**Problem to work on:** Reproduce the part of the Fukushima text between "Will this end" and "with longer ones.", inclusive, with "radioisotopes" changed to "radioactive isotopes".

**Passage for review:**
Fukushima Three Years On. Devastating Environmental and Health Impacts
by Janette Sherman M.D and Joseph Mangano
The third anniversary of the Fukushima meltdown will occur on March 11th. The news is that Prime Minister Shinzo Abe and major Japanese corporations want to re-open the 50 other nuclear power plants that closed when Fukushima blew up, calling them a friendly economic source of cheap power.
Will this end up with business as usual? We were recently asked if we thought that Fukushima could ever be cleaned up. We have to say “no,” based upon what we know of the biology, chemistry and physics of nuclear power and isotopes and the history of nuclear development. Chernobyl melted down in 1986 and is still releasing radioisotopes.
Not all life systems were examined around Chernobyl, but of those that were – wild and domestic animals, birds, insects, plants, fungi, fish, trees, and humans, all were damaged, many permanently, thus what happens to animals and plants with short-term life spans is predictive of those with longer ones.
Worldwide, some 985,000 “excess” deaths resulted from the Chernobyl fallout in the first 19 years after the meltdown. In Belarus, north of Chernobyl, which received concentrated fallout; only 20% of children are deemed to be “healthy” although previously 80% were considered well.

**Given information:**
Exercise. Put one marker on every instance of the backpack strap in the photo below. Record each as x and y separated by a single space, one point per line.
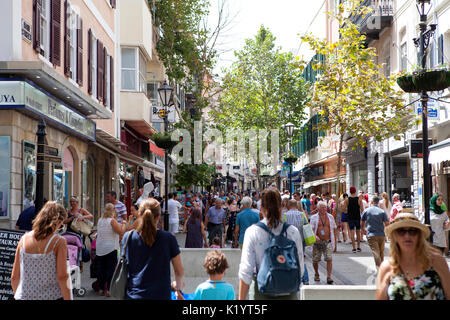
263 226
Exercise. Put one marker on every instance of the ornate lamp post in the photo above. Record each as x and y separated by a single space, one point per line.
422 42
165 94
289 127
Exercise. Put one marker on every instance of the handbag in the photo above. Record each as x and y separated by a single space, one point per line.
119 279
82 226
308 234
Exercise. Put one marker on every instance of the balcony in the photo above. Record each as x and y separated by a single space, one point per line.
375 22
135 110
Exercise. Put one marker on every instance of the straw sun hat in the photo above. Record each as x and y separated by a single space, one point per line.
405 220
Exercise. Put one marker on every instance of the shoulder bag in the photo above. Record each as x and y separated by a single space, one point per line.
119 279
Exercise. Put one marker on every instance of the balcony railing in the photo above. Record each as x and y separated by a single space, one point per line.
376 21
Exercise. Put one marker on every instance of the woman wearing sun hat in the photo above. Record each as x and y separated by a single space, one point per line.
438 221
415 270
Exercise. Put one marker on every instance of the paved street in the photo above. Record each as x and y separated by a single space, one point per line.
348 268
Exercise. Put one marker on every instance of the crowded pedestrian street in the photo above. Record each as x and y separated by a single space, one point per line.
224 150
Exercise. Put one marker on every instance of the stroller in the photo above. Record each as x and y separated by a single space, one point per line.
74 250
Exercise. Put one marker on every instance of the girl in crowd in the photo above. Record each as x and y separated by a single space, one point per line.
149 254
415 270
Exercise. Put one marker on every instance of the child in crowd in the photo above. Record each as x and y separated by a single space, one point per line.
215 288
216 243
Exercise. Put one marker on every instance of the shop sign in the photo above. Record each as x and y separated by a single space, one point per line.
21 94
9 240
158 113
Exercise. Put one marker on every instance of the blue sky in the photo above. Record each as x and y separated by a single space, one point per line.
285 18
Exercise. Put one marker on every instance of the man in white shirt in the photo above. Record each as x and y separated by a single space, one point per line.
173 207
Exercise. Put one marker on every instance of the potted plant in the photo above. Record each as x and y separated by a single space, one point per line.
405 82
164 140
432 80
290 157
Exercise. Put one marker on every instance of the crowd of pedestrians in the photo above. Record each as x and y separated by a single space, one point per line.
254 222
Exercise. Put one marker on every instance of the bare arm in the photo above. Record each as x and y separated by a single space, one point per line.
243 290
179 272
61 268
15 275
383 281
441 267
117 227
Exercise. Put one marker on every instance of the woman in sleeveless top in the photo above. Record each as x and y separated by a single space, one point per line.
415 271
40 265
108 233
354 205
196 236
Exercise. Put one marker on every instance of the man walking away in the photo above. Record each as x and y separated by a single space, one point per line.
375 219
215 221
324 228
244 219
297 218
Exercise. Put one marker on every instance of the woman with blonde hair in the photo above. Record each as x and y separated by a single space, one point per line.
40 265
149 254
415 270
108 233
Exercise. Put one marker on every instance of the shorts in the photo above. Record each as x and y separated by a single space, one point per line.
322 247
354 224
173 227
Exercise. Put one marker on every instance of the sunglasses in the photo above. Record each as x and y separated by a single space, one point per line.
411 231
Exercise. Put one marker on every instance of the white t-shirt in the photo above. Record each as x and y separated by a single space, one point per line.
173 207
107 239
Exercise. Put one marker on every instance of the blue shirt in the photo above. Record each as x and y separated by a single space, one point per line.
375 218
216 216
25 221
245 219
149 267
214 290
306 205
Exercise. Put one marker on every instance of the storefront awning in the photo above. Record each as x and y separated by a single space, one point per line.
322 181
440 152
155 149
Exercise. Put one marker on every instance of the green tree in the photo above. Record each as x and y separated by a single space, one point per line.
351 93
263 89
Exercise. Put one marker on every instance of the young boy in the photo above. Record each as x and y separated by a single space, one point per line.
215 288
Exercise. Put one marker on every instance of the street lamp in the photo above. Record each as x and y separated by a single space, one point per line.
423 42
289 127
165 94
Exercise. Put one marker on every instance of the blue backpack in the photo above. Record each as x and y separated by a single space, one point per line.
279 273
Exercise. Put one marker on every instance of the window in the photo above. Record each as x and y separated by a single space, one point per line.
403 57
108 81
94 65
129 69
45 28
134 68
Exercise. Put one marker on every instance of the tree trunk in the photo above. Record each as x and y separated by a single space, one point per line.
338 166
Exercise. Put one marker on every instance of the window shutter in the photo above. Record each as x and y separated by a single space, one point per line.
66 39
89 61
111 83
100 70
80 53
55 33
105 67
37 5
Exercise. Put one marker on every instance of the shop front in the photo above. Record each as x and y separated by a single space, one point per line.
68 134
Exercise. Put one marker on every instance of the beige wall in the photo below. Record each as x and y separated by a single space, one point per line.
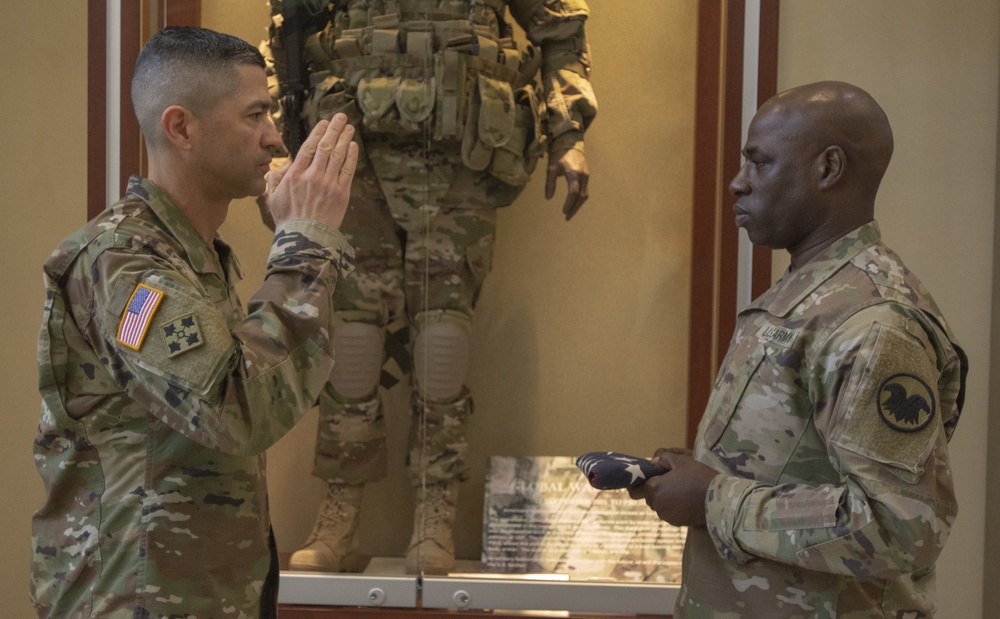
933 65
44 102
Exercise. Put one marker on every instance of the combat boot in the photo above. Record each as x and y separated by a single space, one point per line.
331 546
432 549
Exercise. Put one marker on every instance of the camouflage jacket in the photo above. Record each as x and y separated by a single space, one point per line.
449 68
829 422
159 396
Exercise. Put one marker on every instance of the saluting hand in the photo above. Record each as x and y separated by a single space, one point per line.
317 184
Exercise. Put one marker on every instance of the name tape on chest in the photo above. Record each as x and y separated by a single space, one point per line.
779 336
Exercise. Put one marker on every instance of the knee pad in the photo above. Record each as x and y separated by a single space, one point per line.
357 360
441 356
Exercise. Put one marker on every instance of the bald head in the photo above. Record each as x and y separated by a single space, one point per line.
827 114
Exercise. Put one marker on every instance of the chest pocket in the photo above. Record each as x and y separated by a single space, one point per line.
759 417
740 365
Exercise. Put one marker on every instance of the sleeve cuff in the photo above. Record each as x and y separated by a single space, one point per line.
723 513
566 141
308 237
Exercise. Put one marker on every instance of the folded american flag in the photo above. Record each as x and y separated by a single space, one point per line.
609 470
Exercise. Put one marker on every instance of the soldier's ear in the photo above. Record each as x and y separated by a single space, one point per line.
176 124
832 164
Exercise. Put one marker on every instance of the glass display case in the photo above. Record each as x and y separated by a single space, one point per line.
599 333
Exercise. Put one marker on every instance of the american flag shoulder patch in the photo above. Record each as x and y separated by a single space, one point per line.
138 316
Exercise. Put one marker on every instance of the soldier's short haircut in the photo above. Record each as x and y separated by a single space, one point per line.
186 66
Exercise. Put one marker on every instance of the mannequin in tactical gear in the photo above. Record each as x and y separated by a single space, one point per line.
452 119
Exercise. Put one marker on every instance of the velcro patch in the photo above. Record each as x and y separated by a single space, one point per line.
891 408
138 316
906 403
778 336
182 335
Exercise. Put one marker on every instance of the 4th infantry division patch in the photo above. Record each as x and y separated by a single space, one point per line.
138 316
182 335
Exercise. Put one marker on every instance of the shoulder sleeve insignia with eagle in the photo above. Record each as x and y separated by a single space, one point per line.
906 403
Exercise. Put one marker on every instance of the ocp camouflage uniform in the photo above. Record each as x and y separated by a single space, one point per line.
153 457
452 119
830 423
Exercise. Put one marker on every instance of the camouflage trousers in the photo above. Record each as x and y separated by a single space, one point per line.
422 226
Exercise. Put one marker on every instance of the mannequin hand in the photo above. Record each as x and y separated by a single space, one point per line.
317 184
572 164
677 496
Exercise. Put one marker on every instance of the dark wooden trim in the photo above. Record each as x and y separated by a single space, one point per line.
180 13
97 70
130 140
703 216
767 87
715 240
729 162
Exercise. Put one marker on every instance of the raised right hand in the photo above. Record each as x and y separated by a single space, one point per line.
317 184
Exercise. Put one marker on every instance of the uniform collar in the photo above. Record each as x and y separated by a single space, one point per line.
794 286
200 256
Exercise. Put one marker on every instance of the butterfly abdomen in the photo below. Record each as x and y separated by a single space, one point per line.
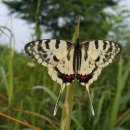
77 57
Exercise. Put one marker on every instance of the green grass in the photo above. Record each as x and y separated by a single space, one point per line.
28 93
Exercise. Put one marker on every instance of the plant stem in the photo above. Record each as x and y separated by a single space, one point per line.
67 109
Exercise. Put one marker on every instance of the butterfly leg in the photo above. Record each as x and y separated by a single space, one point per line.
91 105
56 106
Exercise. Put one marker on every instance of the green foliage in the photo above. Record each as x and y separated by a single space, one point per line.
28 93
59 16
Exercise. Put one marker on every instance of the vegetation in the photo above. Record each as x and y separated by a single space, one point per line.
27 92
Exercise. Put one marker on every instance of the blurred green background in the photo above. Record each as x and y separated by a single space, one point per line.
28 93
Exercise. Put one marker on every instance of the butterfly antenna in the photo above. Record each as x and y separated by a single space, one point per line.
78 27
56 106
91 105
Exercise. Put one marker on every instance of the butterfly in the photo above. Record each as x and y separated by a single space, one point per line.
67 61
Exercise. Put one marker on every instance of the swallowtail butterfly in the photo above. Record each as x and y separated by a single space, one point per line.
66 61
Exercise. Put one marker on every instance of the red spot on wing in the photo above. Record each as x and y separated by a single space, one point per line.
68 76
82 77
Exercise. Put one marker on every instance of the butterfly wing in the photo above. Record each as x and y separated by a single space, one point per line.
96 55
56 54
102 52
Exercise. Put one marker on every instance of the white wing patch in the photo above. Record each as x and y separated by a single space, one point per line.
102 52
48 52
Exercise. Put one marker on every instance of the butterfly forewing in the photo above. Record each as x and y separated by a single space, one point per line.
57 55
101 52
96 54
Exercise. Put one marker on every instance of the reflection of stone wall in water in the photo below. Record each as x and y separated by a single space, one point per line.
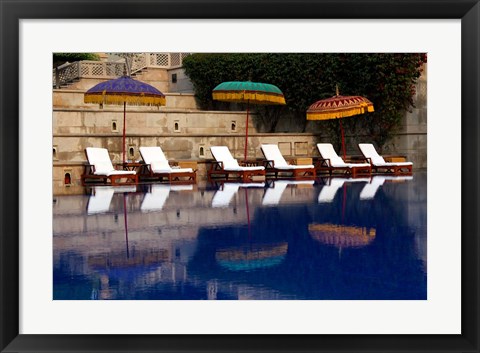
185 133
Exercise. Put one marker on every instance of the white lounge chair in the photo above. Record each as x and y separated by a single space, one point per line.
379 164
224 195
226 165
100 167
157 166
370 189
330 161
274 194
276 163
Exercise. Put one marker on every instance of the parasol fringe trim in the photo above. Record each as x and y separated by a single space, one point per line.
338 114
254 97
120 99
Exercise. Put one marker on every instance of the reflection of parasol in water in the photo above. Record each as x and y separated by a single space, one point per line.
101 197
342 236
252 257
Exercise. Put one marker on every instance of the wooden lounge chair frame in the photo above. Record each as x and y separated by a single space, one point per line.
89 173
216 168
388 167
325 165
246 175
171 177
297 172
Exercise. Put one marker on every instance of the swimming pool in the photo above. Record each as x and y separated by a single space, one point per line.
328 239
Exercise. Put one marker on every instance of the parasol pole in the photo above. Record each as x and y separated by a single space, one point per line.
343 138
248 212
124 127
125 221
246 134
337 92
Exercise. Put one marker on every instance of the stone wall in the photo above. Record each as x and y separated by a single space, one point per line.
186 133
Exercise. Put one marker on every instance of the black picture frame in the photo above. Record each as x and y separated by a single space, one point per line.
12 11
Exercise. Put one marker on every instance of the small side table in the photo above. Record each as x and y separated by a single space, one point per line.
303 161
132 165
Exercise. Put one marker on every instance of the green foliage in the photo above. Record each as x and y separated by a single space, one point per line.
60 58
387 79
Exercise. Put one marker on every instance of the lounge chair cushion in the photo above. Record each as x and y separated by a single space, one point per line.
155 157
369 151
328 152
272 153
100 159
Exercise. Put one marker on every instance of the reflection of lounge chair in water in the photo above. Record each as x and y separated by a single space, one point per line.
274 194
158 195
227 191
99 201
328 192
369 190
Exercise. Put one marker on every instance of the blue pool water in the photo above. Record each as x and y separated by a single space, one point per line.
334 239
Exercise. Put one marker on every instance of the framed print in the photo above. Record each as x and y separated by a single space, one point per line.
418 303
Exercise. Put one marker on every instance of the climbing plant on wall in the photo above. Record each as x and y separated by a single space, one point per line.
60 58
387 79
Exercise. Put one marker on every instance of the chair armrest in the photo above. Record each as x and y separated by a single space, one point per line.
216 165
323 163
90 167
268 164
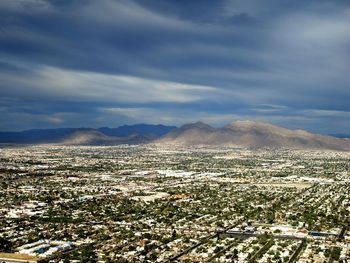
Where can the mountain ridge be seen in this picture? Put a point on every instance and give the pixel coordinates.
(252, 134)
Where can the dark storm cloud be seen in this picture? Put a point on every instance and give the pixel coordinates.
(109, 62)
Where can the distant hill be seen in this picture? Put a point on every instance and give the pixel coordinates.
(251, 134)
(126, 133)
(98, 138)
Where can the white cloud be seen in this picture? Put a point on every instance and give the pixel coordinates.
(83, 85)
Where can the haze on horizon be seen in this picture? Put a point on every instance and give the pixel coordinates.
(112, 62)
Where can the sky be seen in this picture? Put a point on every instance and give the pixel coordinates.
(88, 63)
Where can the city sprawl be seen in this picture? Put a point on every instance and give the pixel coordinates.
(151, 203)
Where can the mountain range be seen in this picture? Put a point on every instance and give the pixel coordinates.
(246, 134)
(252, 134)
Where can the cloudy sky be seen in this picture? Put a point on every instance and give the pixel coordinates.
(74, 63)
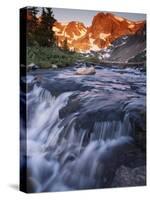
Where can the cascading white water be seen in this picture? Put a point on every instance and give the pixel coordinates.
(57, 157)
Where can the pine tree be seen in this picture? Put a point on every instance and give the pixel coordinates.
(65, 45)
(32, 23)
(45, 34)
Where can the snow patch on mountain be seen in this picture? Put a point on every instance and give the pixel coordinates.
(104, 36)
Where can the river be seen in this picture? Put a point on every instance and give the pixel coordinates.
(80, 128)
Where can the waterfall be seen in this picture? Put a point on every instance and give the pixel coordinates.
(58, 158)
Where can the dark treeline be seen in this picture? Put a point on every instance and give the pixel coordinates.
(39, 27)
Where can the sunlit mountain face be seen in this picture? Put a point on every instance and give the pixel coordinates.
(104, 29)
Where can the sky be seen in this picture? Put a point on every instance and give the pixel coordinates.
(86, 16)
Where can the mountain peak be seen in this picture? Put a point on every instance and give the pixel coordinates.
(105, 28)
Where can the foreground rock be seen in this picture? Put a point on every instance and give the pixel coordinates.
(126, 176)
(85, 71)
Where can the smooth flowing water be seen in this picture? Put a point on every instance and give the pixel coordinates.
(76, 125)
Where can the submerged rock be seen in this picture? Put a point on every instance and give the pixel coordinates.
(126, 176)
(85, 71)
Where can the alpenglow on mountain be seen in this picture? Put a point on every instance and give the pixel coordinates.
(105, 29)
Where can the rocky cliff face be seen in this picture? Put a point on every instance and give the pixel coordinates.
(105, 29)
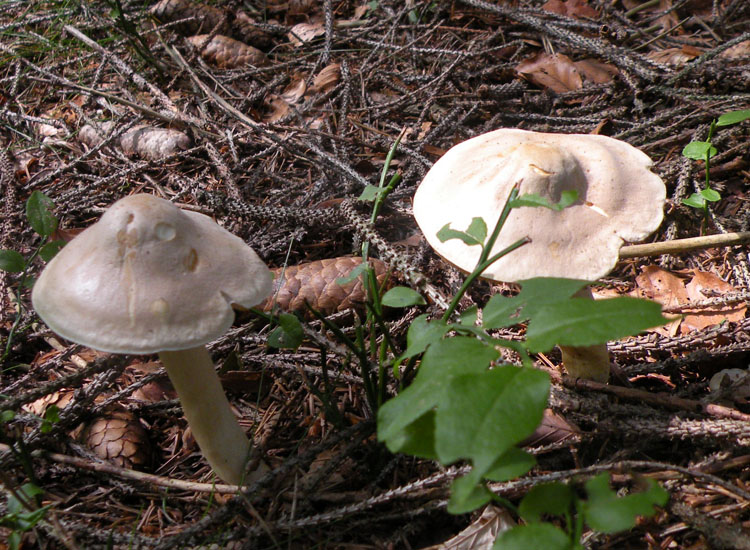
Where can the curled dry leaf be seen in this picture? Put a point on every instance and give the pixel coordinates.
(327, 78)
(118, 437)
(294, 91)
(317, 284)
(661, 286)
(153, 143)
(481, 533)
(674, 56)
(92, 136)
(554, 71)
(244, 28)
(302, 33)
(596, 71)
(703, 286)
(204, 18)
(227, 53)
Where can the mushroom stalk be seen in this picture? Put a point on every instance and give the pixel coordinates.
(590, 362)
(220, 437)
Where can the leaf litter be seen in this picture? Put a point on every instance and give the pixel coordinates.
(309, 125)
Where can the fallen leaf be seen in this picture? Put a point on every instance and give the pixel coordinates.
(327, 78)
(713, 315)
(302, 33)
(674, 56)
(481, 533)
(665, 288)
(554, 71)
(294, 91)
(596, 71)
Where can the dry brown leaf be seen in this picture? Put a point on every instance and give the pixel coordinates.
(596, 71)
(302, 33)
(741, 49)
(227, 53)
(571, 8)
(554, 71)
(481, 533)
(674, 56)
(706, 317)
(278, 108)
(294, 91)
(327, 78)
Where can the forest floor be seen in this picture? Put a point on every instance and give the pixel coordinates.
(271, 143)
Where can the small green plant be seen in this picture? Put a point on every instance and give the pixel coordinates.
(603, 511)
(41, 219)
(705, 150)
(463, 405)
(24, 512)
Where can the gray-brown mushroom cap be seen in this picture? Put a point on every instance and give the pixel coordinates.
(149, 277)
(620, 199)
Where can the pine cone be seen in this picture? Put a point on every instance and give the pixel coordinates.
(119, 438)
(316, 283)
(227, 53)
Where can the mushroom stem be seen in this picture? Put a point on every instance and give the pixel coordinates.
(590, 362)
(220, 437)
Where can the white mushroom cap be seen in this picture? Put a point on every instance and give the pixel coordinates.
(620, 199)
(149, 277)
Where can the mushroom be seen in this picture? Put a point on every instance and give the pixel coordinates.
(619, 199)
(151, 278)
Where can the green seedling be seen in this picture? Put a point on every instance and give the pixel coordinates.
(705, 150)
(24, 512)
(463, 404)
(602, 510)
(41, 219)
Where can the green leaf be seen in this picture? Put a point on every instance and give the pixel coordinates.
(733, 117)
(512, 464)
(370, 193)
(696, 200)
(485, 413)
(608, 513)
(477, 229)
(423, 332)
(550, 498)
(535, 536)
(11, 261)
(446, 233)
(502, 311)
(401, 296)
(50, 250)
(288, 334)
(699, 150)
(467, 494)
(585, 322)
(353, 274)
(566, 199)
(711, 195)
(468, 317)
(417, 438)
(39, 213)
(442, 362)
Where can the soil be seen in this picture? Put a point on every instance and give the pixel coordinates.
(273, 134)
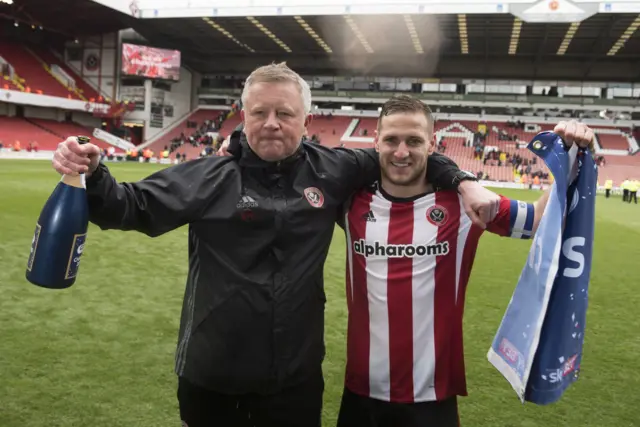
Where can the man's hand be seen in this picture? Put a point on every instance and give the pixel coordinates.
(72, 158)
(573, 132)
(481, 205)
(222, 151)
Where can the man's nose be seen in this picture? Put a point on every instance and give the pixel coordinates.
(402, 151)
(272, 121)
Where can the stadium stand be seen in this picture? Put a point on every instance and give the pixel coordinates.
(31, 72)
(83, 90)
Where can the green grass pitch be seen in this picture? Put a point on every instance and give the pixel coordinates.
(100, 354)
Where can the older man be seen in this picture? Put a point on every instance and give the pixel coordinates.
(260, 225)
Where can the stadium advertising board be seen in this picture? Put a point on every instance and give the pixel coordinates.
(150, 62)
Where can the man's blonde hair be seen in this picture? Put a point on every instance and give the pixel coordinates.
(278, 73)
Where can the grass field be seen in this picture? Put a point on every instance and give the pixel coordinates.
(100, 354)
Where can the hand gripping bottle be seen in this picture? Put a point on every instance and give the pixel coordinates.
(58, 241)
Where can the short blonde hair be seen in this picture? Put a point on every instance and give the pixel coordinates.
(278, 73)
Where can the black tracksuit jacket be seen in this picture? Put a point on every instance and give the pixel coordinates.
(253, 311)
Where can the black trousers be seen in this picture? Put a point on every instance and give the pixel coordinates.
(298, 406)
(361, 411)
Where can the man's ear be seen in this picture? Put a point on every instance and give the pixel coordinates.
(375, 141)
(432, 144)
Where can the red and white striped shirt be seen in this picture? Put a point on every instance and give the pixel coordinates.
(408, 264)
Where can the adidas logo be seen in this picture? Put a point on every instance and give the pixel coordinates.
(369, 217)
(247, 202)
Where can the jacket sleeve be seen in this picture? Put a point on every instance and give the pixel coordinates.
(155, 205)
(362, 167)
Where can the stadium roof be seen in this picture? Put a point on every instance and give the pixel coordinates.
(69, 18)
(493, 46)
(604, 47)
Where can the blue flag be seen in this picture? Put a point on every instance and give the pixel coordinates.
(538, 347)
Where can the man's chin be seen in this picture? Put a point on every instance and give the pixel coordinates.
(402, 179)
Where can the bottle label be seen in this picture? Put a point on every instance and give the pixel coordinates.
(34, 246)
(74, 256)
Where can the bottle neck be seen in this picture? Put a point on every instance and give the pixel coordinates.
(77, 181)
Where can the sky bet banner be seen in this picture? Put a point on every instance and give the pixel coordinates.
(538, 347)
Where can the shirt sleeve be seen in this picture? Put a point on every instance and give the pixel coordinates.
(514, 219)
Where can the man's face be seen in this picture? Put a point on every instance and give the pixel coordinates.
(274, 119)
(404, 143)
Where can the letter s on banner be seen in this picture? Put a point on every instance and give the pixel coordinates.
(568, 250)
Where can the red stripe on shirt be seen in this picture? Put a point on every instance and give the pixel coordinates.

**Task output:**
Will this end up with business as usual? We were recently asked if we thought that Fukushima could ever be cleaned up. We have to say “no,” based upon what we know of the biology, chemistry and physics of nuclear power and isotopes and the history of nuclear development. Chernobyl melted down in 1986 and is still releasing radioactive isotopes.
Not all life systems were examined around Chernobyl, but of those that were – wild and domestic animals, birds, insects, plants, fungi, fish, trees, and humans, all were damaged, many permanently, thus what happens to animals and plants with short-term life spans is predictive of those with longer ones.